- **Work instructions**
Reproduce each of the rows below verbatim, keeping every line unchanged.

#### Records to process ####

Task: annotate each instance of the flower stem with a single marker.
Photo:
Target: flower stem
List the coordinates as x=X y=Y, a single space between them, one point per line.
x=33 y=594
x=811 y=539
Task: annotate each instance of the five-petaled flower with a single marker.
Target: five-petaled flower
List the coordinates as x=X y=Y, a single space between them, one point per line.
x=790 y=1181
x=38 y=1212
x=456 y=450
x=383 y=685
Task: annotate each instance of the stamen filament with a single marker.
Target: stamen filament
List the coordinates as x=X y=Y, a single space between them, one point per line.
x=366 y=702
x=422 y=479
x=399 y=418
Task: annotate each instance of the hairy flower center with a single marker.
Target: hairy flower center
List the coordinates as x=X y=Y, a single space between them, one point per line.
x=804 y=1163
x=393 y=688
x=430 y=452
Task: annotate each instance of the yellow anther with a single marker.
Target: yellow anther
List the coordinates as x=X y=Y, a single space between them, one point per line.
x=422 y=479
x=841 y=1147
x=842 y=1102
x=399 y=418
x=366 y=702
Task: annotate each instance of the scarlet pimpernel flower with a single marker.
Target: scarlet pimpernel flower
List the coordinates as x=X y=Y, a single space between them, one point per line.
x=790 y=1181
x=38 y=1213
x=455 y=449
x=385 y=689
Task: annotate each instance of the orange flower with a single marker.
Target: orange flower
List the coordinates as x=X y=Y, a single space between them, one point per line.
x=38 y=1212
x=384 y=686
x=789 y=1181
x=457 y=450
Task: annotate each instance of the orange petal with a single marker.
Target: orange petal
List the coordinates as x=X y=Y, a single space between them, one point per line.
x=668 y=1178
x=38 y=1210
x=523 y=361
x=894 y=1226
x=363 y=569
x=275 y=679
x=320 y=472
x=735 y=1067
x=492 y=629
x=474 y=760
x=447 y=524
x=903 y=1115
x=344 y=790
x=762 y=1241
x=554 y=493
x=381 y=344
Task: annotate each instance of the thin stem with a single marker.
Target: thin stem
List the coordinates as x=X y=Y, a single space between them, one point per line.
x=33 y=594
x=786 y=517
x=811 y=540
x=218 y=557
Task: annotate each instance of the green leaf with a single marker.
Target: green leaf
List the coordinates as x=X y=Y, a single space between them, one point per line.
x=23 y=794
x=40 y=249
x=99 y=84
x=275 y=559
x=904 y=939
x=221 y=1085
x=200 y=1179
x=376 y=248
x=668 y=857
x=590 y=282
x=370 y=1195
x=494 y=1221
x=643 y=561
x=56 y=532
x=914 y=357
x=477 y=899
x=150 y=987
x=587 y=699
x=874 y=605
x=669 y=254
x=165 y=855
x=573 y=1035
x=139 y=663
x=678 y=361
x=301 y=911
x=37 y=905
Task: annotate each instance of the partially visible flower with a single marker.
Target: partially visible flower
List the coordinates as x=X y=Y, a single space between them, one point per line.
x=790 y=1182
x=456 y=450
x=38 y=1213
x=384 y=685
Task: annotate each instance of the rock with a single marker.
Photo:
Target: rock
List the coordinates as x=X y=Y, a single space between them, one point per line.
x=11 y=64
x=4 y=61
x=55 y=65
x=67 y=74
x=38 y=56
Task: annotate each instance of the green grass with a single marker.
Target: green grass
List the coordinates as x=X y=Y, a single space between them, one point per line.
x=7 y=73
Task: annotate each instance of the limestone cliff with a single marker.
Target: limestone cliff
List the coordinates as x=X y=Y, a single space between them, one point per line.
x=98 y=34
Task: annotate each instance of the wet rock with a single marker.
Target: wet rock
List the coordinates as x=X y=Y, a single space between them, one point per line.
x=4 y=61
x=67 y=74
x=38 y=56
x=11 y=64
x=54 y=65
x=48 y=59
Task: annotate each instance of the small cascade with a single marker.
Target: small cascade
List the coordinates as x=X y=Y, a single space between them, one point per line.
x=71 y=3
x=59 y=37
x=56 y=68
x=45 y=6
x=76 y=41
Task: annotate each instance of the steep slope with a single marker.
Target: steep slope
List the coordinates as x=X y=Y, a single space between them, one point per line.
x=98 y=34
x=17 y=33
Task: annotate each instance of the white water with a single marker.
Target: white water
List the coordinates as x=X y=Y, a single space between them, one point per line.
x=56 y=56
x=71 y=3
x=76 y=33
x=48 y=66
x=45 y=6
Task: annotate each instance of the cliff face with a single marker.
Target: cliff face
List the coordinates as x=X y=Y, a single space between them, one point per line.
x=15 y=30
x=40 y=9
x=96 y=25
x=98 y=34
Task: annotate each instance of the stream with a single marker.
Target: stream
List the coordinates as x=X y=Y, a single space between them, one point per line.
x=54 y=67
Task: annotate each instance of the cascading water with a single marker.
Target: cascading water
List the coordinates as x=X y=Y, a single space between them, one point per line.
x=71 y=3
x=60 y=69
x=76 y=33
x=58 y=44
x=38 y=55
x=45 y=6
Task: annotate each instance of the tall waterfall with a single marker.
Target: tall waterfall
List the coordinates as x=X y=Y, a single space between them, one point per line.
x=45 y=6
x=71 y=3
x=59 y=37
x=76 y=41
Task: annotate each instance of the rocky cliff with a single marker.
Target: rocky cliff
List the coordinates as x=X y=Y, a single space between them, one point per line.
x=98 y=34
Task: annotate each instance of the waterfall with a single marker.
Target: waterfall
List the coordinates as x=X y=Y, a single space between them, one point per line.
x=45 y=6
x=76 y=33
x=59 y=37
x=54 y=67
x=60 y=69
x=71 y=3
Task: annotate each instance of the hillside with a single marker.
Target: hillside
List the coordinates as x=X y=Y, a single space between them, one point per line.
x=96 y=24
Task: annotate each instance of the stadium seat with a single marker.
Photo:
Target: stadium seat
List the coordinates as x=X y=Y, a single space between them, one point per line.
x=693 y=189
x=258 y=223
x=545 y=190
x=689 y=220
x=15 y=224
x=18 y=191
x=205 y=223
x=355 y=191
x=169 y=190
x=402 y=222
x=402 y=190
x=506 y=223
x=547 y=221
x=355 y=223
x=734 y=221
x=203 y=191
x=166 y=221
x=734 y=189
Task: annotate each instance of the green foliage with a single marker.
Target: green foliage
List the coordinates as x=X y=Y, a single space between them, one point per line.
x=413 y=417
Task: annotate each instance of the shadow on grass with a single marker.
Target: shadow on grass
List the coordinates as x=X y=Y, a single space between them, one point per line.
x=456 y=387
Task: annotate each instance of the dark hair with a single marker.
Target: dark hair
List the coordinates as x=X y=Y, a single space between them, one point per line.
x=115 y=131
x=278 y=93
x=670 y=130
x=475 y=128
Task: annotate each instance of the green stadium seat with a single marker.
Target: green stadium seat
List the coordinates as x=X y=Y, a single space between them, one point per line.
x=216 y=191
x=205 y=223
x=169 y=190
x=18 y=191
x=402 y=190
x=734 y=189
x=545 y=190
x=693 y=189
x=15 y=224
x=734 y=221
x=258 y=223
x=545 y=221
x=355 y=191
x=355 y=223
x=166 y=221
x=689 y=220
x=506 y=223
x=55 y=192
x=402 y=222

####

- **Completed exercise**
Task: annotate each instance of the flower stem with a single marker.
Photo:
Target: flower stem
List the coordinates as x=X y=Y, a single space between them, one point per line.
x=33 y=594
x=811 y=539
Task: annotate each instance of the five-petaled flower with a single marker.
Target: five-petaled flower
List the coordinates as x=X y=Y, a single space between them, one point per line.
x=790 y=1181
x=38 y=1212
x=456 y=450
x=383 y=685
Task: annotate each instance of the stamen filament with a single marker.
Target: stamen filament
List the coordinates as x=X y=Y, a single space between them, one point per line.
x=366 y=702
x=422 y=479
x=399 y=418
Task: annotate each instance of the hairy flower center with a single marker.
Target: hairy flower center
List the coordinates as x=X y=Y, a single space between them, one point per line.
x=804 y=1163
x=393 y=688
x=430 y=452
Task: annotate each instance of the yellow anther with a single marker.
Target: yellow anther
List the coordinates as x=X y=Y, a single space between them, one point per line.
x=422 y=479
x=841 y=1147
x=842 y=1102
x=399 y=418
x=366 y=702
Task: annotate each instance of the scarlet pimpernel flower with a single marker.
Target: scarlet pimpernel flower
List the coordinates as x=X y=Y, a single space between them, one point per line.
x=790 y=1181
x=38 y=1213
x=455 y=449
x=385 y=689
Task: annotate each instance of the orange flower with a single marker.
Target: orange flower
List the coordinates as x=X y=Y, a single space between them, one point per line.
x=38 y=1212
x=384 y=686
x=789 y=1181
x=457 y=450
Task: annotate each instance of the orange petal with a single marker.
Target: orange petal
List the coordinates as x=X y=Y, a single space between them, one point per line.
x=668 y=1178
x=38 y=1210
x=523 y=361
x=894 y=1226
x=363 y=569
x=275 y=679
x=320 y=472
x=735 y=1067
x=492 y=629
x=474 y=760
x=447 y=524
x=903 y=1115
x=344 y=790
x=762 y=1241
x=554 y=493
x=381 y=344
Task: annotate each instance of the thin stem with a single marker.
Target: thin stem
List the coordinates as x=X y=Y, a single space between them, one point per line.
x=33 y=594
x=786 y=517
x=811 y=540
x=218 y=557
Task: annotate each instance of the green leaf with a single marker.
Target: green leaf
List the coordinates as x=X y=Y, a single space between them, one point per line.
x=23 y=794
x=40 y=249
x=99 y=84
x=275 y=559
x=904 y=939
x=221 y=1085
x=200 y=1179
x=376 y=248
x=668 y=857
x=590 y=282
x=370 y=1195
x=494 y=1221
x=643 y=561
x=56 y=532
x=914 y=357
x=477 y=899
x=150 y=987
x=587 y=699
x=874 y=605
x=669 y=254
x=165 y=855
x=573 y=1035
x=139 y=663
x=678 y=361
x=301 y=911
x=37 y=905
Task: annotate each instance of the partially visible flower with a single marker.
Target: partially visible flower
List the coordinates as x=X y=Y, a single space between them, one point per line.
x=790 y=1182
x=456 y=450
x=38 y=1213
x=384 y=685
Task: annotate each instance of the rock with a single marker.
Photo:
Target: rock
List the coordinates as x=X y=Y, a single space between them, one point per line.
x=11 y=64
x=4 y=61
x=55 y=65
x=67 y=74
x=38 y=56
Task: annotate each instance of the green grass with a single marker.
Target: green grass
List the coordinates as x=X y=Y, a single space between them, one point per line.
x=7 y=73
Task: annotate each instance of the limestone cliff with a single marker.
Target: limestone cliff
List the coordinates as x=X y=Y, a single space between them, one point per line.
x=98 y=34
Task: annotate each instance of the wet rock with a single marker.
Target: wet rock
List the coordinates as x=X y=Y, a single space between them, one point per line.
x=4 y=61
x=67 y=74
x=38 y=56
x=11 y=64
x=54 y=65
x=48 y=59
Task: annotate each instance of the small cascade with a single marker.
Target: small cascade
List the coordinates as x=X y=Y, a single space between them, one point per line.
x=71 y=3
x=59 y=37
x=56 y=68
x=45 y=6
x=76 y=41
Task: annotate each instance of the steep slope with a single marker.
Target: steep slope
List the coordinates as x=X y=Y, a single space between them, one point per line.
x=98 y=34
x=17 y=33
Task: annotate each instance of the white water with a single marker.
Target: white water
List the coordinates as x=X y=Y, a single space between them, one point per line.
x=56 y=56
x=71 y=3
x=76 y=33
x=48 y=66
x=45 y=6
Task: annotate each instance of the cliff face with a single marker.
Target: cliff face
List the coordinates as x=X y=Y, a single space between them, one point per line.
x=15 y=30
x=40 y=9
x=96 y=25
x=98 y=34
Task: annotate each instance of the stream with a single marker.
Target: stream
List the coordinates as x=X y=Y, a single space between them, one point per line.
x=54 y=67
Task: annotate each instance of the cascading water with a single marker.
Target: cascading water
List the coordinates as x=X y=Y, a single space between them, one point per line.
x=71 y=3
x=60 y=69
x=76 y=33
x=58 y=44
x=38 y=55
x=45 y=6
Task: annotate each instance of the tall waterfall with a single marker.
Target: tall waterfall
List the coordinates as x=X y=Y, a single space between them, one point per line.
x=45 y=6
x=71 y=3
x=59 y=37
x=76 y=41
Task: annotate each instance of the rocky cliff with a single marker.
Target: rocky cliff
List the coordinates as x=X y=Y, a single space between them, one point per line.
x=98 y=34
Task: annotate each instance of the waterfall with a single marker.
Target: waterfall
List the coordinates as x=X y=Y, a single space between them, one point per line.
x=45 y=6
x=76 y=33
x=59 y=37
x=54 y=67
x=60 y=69
x=71 y=3
Task: annotate each instance of the hillside with a single marker.
Target: hillside
List the coordinates as x=X y=Y, a single space between them, one point per line.
x=96 y=24
Task: annotate each instance of the stadium seat with a single marker.
Photo:
Target: stadium seat
List the coordinates as x=X y=Y, a single space between them, one point per line.
x=693 y=189
x=258 y=223
x=545 y=190
x=689 y=220
x=15 y=224
x=18 y=191
x=205 y=223
x=355 y=191
x=169 y=190
x=402 y=222
x=402 y=190
x=506 y=223
x=547 y=221
x=355 y=223
x=734 y=221
x=203 y=191
x=166 y=221
x=734 y=189
Task: annotate each instance of the green foliage with a single marker.
Target: green foliage
List the coordinates as x=X y=Y, a single space between them, one point per line.
x=413 y=417
Task: annotate each instance of the shadow on grass with a single marker.
Target: shadow on grass
List the coordinates as x=X y=Y, a single space between them, one point per line.
x=456 y=387
Task: annotate each instance of the dark hair with a single marker.
Target: dark hair
List the coordinates as x=X y=Y, a single space between them, one point per line.
x=115 y=131
x=278 y=93
x=670 y=130
x=475 y=128
Task: annotate each instance of the green stadium seat with a single marker.
Target: green stadium seat
List the coordinates as x=X y=Y, a single space between them, one point per line.
x=216 y=191
x=205 y=223
x=169 y=190
x=18 y=191
x=402 y=190
x=734 y=189
x=545 y=190
x=693 y=189
x=15 y=224
x=734 y=221
x=258 y=223
x=545 y=221
x=355 y=191
x=355 y=223
x=166 y=221
x=689 y=220
x=506 y=223
x=55 y=192
x=402 y=222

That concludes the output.